**ACTIVITY**
Lines that contain the string "column" are the ones to list; copy all of them from the records.

**EXERCISE INPUT**
○ ○ ○ ○

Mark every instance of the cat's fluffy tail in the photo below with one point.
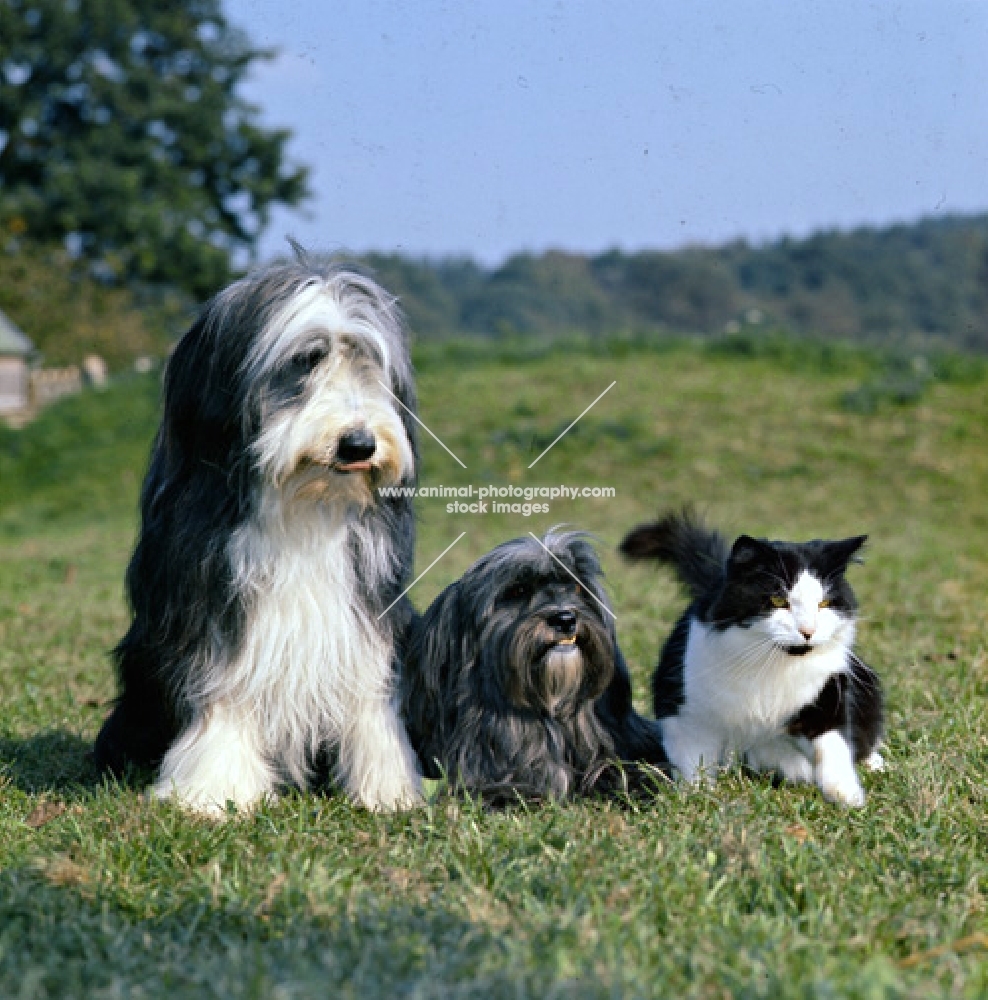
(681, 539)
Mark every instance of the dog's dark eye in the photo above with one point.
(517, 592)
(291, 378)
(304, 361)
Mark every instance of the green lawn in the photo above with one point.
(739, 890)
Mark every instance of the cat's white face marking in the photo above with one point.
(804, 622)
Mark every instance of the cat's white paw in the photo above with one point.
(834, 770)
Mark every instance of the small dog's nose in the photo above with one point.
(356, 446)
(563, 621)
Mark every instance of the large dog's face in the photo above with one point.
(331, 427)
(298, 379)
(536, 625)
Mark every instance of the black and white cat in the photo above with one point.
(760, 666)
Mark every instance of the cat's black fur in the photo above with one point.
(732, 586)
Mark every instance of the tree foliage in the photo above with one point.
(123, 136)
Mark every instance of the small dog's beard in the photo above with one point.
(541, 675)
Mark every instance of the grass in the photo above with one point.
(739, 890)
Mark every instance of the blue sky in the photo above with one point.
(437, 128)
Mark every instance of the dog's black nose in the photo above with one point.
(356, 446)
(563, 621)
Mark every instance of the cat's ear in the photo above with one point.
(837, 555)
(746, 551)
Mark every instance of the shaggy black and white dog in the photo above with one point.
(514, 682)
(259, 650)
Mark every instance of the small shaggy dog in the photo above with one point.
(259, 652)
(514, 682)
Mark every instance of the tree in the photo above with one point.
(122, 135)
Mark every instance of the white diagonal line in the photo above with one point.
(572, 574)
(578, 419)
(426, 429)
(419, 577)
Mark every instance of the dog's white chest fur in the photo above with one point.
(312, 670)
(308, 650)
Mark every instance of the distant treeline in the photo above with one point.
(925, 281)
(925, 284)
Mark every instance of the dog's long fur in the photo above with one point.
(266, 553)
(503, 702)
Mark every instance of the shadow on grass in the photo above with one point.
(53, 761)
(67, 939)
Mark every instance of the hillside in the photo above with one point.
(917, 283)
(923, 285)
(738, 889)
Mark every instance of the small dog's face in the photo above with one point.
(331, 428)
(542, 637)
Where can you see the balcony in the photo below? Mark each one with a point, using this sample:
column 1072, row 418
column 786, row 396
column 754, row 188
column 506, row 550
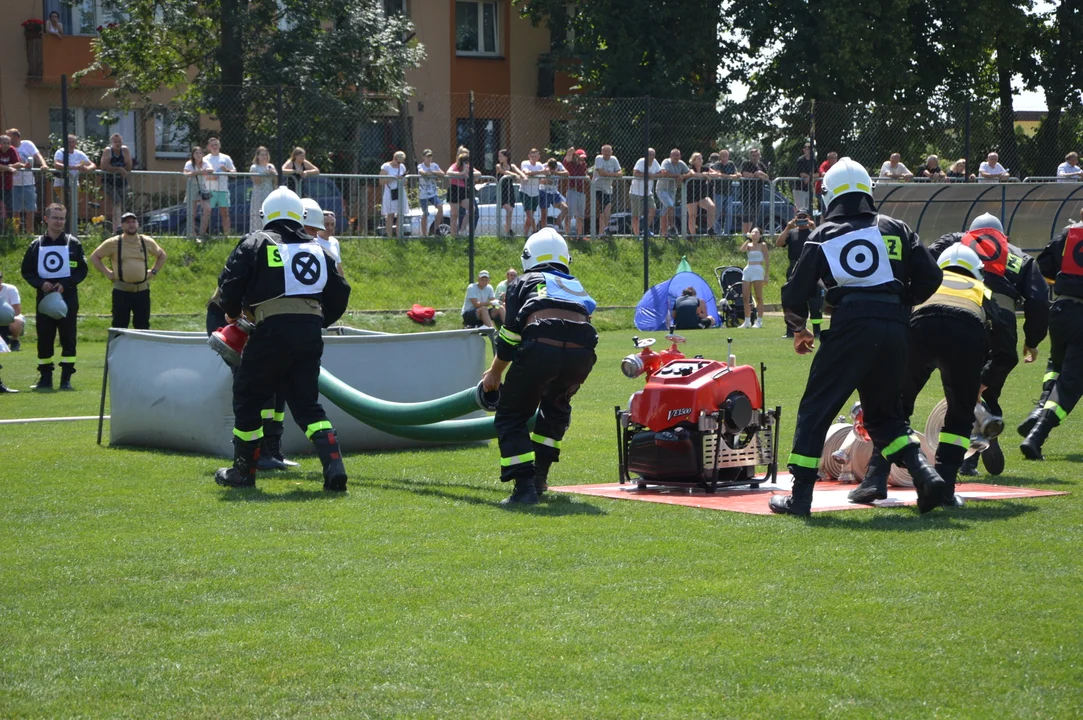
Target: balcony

○ ○ ○ ○

**SOLVED EXERCISE**
column 1072, row 418
column 786, row 396
column 754, row 188
column 506, row 550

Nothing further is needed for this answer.